Acapulco Suffers Epic Flooding, Shredded High-Rises in Wake of Hurricane Otis

Hurricane Otis kills at least 27 in devastating blow to Acapulco, Mexico, that tore through high-rises and inundated roads
Image by Francisco Robles/AFP/Getty Images

The Mexican Riviera town was expecting a tropical storm, but Otis unexpectedly intensified to a category 5 hurricane just hours before landfall.

By Elizabeth Wolfe and Mary Gilbert, CNN

(CNN) —At least 27 people are dead and Acapulco, Mexico, has been left in ruins after Hurricane Otis slammed into the coast Wednesday as a record-breaking Category 5 storm.

Four people are also missing, Mexican Security Minister Rosa Icela Rodriguez said during a news conference on Thursday morning.

Officials and military aid finally arrived in Acapulco late Wednesday after their travel was hindered by the same damage they came to help with and assess. What they found was devastating.

____________________

*What is expected*
According to the report on Hurricane Otis, what kind of storm was Acapulco expecting before Otis strengthened? The items that come next have nothing to do with the report on Hurricane Otis.

*Data section*
____________________

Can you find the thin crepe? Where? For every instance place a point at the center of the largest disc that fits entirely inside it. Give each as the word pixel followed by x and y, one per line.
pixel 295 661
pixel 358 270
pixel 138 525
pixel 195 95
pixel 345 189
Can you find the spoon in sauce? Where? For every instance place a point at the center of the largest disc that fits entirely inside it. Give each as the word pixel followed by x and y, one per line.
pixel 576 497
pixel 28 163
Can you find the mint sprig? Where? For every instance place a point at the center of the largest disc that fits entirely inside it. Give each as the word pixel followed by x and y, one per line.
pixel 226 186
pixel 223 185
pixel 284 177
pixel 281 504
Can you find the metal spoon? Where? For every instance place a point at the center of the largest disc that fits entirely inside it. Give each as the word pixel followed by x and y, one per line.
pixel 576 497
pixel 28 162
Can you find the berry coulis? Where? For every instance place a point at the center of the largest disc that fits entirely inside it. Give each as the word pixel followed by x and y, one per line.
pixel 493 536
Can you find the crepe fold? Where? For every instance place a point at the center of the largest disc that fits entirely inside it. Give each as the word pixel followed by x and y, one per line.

____________________

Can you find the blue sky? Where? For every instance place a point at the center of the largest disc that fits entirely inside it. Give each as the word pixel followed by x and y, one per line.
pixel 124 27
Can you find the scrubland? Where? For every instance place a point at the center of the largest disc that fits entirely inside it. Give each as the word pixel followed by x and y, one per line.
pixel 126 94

____________________

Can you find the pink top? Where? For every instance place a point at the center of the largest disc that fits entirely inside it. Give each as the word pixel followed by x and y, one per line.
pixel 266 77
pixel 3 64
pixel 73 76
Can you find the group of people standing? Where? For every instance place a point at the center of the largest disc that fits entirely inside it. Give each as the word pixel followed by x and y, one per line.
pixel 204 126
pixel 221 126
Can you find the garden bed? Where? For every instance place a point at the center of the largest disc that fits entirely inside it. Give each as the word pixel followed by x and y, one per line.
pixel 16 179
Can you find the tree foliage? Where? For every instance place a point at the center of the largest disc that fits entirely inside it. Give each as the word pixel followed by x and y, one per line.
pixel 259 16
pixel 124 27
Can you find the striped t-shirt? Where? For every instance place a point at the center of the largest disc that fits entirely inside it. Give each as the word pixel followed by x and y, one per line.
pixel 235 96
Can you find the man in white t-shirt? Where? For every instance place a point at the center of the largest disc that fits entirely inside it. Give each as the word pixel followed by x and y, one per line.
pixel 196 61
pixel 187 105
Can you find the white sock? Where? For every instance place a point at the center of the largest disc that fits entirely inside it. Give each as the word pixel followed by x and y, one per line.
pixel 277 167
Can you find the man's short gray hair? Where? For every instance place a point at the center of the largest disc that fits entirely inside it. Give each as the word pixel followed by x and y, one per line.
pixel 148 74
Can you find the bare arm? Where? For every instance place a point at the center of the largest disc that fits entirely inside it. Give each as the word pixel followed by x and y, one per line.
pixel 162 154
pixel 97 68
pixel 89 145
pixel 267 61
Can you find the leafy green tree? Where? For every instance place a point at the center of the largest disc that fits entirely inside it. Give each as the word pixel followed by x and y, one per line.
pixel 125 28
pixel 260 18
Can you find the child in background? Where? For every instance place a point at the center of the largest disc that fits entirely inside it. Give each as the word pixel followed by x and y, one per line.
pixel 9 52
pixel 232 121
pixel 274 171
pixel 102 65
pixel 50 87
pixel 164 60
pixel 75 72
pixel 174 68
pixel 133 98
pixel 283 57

____________________

*Finished exercise*
A tropical storm.